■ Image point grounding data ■
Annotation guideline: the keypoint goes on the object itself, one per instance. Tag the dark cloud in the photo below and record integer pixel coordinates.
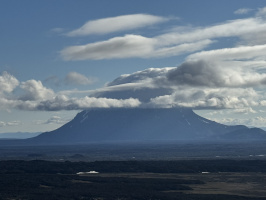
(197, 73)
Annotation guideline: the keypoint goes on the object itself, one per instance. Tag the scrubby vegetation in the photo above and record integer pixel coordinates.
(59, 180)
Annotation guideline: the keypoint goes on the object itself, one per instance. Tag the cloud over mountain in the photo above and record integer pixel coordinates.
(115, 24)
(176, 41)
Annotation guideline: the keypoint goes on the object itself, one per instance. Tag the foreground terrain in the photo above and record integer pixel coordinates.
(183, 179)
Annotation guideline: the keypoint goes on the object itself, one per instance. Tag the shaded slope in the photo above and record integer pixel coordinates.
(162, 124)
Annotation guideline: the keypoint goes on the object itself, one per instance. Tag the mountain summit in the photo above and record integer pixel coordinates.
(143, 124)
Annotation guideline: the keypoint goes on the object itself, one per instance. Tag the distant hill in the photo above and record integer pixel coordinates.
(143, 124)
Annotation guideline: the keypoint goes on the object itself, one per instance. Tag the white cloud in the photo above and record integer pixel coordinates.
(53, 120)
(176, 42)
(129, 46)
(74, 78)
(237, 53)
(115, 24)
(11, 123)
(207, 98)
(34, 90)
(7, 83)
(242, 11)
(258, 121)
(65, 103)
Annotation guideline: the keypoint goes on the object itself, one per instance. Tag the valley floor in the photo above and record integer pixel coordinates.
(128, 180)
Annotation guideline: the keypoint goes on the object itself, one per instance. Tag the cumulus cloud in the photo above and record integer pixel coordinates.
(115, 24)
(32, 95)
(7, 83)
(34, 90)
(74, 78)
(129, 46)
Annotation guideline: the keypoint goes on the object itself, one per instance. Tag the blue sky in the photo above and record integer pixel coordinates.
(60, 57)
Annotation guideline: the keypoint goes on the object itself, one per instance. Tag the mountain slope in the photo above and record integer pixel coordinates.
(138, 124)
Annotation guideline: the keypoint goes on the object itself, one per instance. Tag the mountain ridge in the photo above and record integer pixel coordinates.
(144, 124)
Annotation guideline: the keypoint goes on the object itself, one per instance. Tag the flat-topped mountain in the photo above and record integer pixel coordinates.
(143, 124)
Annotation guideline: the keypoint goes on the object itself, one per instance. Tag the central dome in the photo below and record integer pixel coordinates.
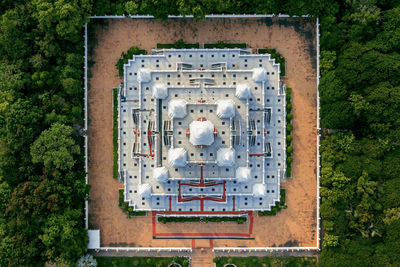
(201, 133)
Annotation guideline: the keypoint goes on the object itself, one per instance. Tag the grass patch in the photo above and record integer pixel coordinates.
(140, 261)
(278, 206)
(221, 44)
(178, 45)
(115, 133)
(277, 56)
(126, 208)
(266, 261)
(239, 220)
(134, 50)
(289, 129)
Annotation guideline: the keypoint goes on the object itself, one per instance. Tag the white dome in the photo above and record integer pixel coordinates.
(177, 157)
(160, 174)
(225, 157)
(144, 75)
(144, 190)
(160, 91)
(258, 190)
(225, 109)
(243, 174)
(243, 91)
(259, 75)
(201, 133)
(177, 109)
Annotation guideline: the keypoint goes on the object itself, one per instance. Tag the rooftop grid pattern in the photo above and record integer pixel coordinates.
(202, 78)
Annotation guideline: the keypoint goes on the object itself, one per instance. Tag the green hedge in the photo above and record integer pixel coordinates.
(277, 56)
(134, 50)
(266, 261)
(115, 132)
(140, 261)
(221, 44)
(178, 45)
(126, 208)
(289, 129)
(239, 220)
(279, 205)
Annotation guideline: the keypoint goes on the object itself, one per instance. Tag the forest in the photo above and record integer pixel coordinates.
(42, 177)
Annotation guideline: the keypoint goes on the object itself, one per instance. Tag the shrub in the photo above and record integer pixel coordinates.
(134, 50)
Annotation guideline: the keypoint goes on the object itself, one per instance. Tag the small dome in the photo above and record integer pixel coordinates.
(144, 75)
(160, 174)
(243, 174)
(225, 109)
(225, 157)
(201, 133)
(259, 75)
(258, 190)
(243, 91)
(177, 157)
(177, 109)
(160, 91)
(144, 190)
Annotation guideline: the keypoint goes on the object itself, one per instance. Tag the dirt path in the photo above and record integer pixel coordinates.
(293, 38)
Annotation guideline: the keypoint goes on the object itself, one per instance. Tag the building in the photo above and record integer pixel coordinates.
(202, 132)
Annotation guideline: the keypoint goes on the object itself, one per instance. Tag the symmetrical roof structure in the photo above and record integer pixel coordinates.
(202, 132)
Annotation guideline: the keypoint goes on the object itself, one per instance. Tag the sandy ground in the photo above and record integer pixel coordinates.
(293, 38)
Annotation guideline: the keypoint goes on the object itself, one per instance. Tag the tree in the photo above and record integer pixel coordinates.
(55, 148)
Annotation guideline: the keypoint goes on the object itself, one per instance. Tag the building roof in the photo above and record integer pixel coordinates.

■ Problem description ■
What the answer needs is every record above, exactly as written, and no pictures.

■ Answer to this task ■
Annotation guideline: the keypoint goes on the object itself, one per instance. Tag the dark cloud in the photo below and record integer pixel coordinates.
(197, 73)
Annotation guideline: the keypoint goes on the object itself, one per instance. Tag the scrubby vegetation in the photo above and record integer pixel coordinates.
(59, 180)
Annotation guideline: the keypoint goes on the object itself, one per instance. Tag the cloud over mountain in the photo above and record integer pixel coordinates.
(115, 24)
(176, 41)
Annotation guideline: the keypoint goes on the object itself, one per instance. Tag the foreground terrain in the photo above and record integer pixel coordinates.
(183, 179)
Annotation guideline: the keypoint goes on the object itself, one per instance. Tag the shaded slope in the photo above and record integer pixel coordinates.
(162, 124)
Annotation guideline: the keypoint goes on the object itself, one per instance. Tag the mountain summit in the photo above and record integer pixel coordinates.
(143, 124)
Annotation guideline: the keypoint goes on the object itself, one per instance. Tag the distant hill in the photo above and record integer pixel coordinates.
(143, 124)
Annotation guideline: the keypoint goes on the object itself, one per instance. Tag the white cloud in the photo above and record integer pixel coordinates.
(53, 120)
(176, 42)
(129, 46)
(74, 78)
(237, 53)
(115, 24)
(11, 123)
(207, 98)
(34, 90)
(7, 83)
(242, 11)
(258, 121)
(65, 103)
Annotation guideline: the keypoint goes on the object itself, one per instance. Tag the valley floor in the photo above and record integer pixel coordinates.
(128, 180)
Annotation guideline: the keypoint goes on the object itself, one per instance. Tag the cumulus cloud in the photo above and record integer pixel coordinates.
(115, 24)
(32, 95)
(7, 83)
(34, 90)
(74, 78)
(129, 46)
Annotation guideline: the keypoint goes on the object itself, one per instance. Tag the blue sky in the photo above and record integer pixel coordinates.
(60, 57)
Annotation guideline: the keypoint goes on the object itself, one per instance. Tag the mountain slope in the photo above and record integer pixel coordinates.
(138, 124)
Annotation guideline: the keypoint goes on the object itself, one per instance. Tag the mountain ridge in the photo above and record integer pixel coordinates.
(144, 124)
Annotation guideline: the keypoint goes on the object itself, one per instance. Tag the flat-topped mountain in the photo above and record integer pixel coordinates.
(143, 124)
Annotation guideline: the keypoint goes on the object itself, one per instance. Tag the central dome in the photo below and record integer pixel coordinates.
(201, 133)
Annotation guideline: the keypoint goes on the object itself, one per instance. Tag the grass patch in the photo above and record integer pixel coordinates.
(140, 261)
(278, 206)
(221, 44)
(178, 45)
(115, 133)
(277, 56)
(126, 208)
(266, 261)
(239, 220)
(134, 50)
(289, 129)
Annotation guideline: the keypoint goes on the object itself, one per instance. Tag the white dome in the photo above and record integer pixel coordinates.
(177, 157)
(160, 174)
(225, 157)
(144, 75)
(144, 190)
(160, 91)
(258, 190)
(225, 109)
(243, 174)
(243, 91)
(259, 75)
(201, 133)
(177, 109)
Annotation guideline: the keypoint goes on the object itself, one per instance. Tag the rooftop grid pattern in the photo above and record integer pixel coordinates.
(202, 78)
Annotation guideline: the keypoint goes on the object itself, one per instance. Tag the green hedge in the photo above and record integer pixel coordinates.
(277, 56)
(134, 50)
(266, 261)
(115, 132)
(140, 261)
(221, 44)
(178, 45)
(126, 208)
(289, 129)
(239, 220)
(279, 205)
Annotation guideline: the keypoint goes on the object itself, one per instance. Tag the forest in the photo above and record integer pixel coordinates.
(42, 177)
Annotation guideline: the keypoint goes on the object itself, one per instance. Tag the shrub in the photo above and record integer pixel coordinates.
(134, 50)
Annotation guideline: the keypoint goes on the object itself, one per instance. Tag the small dome in the photo above and record integer pixel coordinates.
(144, 75)
(160, 174)
(243, 174)
(225, 109)
(225, 157)
(201, 133)
(259, 75)
(258, 190)
(243, 91)
(177, 157)
(177, 109)
(160, 91)
(144, 190)
Annotation guideline: the keypoint goes on the object itself, one per instance. Tag the dirt path in the photo above and record integer pixel coordinates.
(293, 38)
Annotation guideline: the keypoint goes on the object itself, one per instance. Tag the building in the photo above and record integer pixel coordinates.
(202, 132)
Annotation guideline: the keypoint goes on the object itself, one per instance. Tag the symmetrical roof structure in the photo above and record integer pixel coordinates.
(202, 132)
Annotation guideline: the keypoint goes on the object itself, one per instance. Tag the sandy ground in the photo above and record integer pixel coordinates.
(293, 38)
Annotation guideline: the keypoint goes on the object itself, one per instance. Tag the tree in the photo above and record integer pixel coordinates.
(55, 148)
Annotation guideline: the keypoint goes on the object itself, one per instance. Tag the building roof in the photo above and record integer pixel coordinates.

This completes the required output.